In the records below, find the line with "Can you see the yellow"; retype that line and all the following lines through the end, exactly, and add nothing.

● ● ● ● ●

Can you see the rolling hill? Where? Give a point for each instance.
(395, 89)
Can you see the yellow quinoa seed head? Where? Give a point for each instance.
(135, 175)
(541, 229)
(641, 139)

● ● ● ● ●

> [Answer area]:
Can you see the yellow quinoa seed head? Where? Give a point for each instance.
(135, 175)
(541, 229)
(641, 139)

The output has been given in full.